ACTIVITY: Could you copy the whole listing below exactly as written?

DATA FOR PROCESSING:
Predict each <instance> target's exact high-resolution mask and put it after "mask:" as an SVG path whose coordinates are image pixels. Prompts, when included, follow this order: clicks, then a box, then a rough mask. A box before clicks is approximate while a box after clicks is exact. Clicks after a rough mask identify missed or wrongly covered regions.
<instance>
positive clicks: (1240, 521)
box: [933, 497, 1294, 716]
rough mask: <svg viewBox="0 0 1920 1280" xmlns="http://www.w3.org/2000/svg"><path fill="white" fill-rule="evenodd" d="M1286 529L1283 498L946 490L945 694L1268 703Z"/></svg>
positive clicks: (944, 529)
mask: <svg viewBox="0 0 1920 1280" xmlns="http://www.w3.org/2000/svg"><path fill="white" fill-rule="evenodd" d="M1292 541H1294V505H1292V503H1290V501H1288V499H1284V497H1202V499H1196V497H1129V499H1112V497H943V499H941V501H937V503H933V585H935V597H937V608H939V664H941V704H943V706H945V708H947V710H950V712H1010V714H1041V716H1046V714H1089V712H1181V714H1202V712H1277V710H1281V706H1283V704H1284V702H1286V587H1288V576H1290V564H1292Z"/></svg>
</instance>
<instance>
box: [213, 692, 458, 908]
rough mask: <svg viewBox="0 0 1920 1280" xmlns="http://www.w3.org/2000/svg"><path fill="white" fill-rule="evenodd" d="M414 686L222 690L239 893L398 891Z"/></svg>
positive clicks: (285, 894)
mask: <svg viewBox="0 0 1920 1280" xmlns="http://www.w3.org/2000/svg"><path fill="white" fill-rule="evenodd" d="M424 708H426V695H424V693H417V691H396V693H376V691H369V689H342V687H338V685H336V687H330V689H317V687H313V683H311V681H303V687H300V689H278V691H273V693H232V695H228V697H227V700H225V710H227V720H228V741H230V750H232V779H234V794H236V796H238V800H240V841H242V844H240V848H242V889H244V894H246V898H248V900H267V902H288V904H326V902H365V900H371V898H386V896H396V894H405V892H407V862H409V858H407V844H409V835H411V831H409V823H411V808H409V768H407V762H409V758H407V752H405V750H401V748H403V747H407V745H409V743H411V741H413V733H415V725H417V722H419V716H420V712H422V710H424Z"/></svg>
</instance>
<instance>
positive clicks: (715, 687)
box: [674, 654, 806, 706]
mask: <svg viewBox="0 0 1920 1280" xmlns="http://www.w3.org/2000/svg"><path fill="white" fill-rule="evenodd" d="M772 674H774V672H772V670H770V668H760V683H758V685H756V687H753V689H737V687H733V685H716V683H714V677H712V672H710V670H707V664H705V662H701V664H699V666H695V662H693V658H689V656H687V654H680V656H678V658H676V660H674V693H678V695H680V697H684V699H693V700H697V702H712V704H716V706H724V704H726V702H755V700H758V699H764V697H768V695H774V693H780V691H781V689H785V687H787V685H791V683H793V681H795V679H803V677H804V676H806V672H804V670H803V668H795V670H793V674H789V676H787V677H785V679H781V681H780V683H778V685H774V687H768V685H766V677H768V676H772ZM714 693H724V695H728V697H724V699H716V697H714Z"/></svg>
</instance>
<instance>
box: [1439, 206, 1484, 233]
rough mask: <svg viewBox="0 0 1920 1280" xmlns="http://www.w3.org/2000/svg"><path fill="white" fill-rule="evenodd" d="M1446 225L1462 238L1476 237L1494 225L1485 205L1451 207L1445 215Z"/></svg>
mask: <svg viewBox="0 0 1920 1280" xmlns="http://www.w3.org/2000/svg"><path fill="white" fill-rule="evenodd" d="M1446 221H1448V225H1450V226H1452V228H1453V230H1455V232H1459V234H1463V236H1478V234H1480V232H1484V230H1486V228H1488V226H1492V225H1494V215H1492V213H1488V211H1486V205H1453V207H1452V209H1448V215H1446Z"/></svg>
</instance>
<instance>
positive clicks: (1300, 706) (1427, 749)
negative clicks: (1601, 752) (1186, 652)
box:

SOLUTION:
Predict each <instance> target's exact high-resolution mask and put it after "mask:" as an SVG path whose coordinates are image pixels. Prompts, when included, follow this order: clicks, then a box, then a rough mask. A box before clicks is approximate while a box after clicks is exact. Clicks after a rough mask identify missed or wrongly covered regions.
<instance>
positive clicks: (1240, 521)
box: [933, 497, 1294, 716]
rough mask: <svg viewBox="0 0 1920 1280" xmlns="http://www.w3.org/2000/svg"><path fill="white" fill-rule="evenodd" d="M1286 529L1283 498L946 490L945 694L1268 703Z"/></svg>
positive clicks: (944, 529)
mask: <svg viewBox="0 0 1920 1280" xmlns="http://www.w3.org/2000/svg"><path fill="white" fill-rule="evenodd" d="M1292 541H1294V505H1292V503H1290V501H1288V499H1284V497H1202V499H1196V497H1129V499H1112V497H943V499H941V501H937V503H933V585H935V597H937V608H939V664H941V704H943V706H945V708H947V710H950V712H1010V714H1041V716H1046V714H1089V712H1181V714H1202V712H1277V710H1281V706H1283V704H1284V702H1286V587H1288V576H1290V564H1292Z"/></svg>
</instance>
<instance>
box: [213, 692, 458, 908]
rough mask: <svg viewBox="0 0 1920 1280" xmlns="http://www.w3.org/2000/svg"><path fill="white" fill-rule="evenodd" d="M414 686L222 690L239 893L398 891Z"/></svg>
positive clicks: (285, 894)
mask: <svg viewBox="0 0 1920 1280" xmlns="http://www.w3.org/2000/svg"><path fill="white" fill-rule="evenodd" d="M424 708H426V695H424V693H417V691H396V693H376V691H369V689H342V687H338V685H336V687H330V689H317V687H313V683H311V681H303V687H300V689H278V691H273V693H232V695H228V697H227V700H225V710H227V720H228V741H230V750H232V779H234V794H236V796H238V800H240V841H242V844H240V848H242V889H244V894H246V898H248V900H267V902H288V904H326V902H365V900H371V898H386V896H396V894H405V892H407V862H409V858H407V844H409V835H411V831H409V823H411V808H409V768H407V762H409V758H407V752H405V750H401V748H403V747H407V745H409V743H411V741H413V733H415V725H417V722H419V716H420V712H422V710H424Z"/></svg>
</instance>
<instance>
positive clicks: (715, 687)
box: [674, 654, 806, 706]
mask: <svg viewBox="0 0 1920 1280" xmlns="http://www.w3.org/2000/svg"><path fill="white" fill-rule="evenodd" d="M772 674H774V672H772V670H770V668H760V683H758V685H756V687H753V689H737V687H733V685H716V683H714V677H712V672H710V670H707V664H705V662H701V664H699V666H695V662H693V658H689V656H687V654H680V656H678V658H676V660H674V693H678V695H680V697H684V699H693V700H697V702H712V704H716V706H724V704H726V702H755V700H758V699H764V697H768V695H774V693H780V691H781V689H785V687H787V685H791V683H793V681H795V679H803V677H804V676H806V672H804V670H803V668H795V670H793V674H789V676H787V677H785V679H781V681H780V683H778V685H774V687H768V685H766V677H768V676H772ZM714 693H724V695H728V697H724V699H716V697H714Z"/></svg>
</instance>
<instance>
box: [1439, 206, 1484, 233]
rough mask: <svg viewBox="0 0 1920 1280" xmlns="http://www.w3.org/2000/svg"><path fill="white" fill-rule="evenodd" d="M1446 225L1462 238L1476 237L1494 225L1485 205L1451 207L1445 215Z"/></svg>
mask: <svg viewBox="0 0 1920 1280" xmlns="http://www.w3.org/2000/svg"><path fill="white" fill-rule="evenodd" d="M1446 221H1448V225H1450V226H1452V228H1453V230H1455V232H1459V234H1463V236H1478V234H1480V232H1484V230H1486V228H1488V226H1492V225H1494V215H1492V213H1488V211H1486V205H1453V207H1452V209H1448V215H1446Z"/></svg>
</instance>
<instance>
positive clicks: (1300, 706) (1427, 749)
negative clicks: (1601, 752) (1186, 652)
box:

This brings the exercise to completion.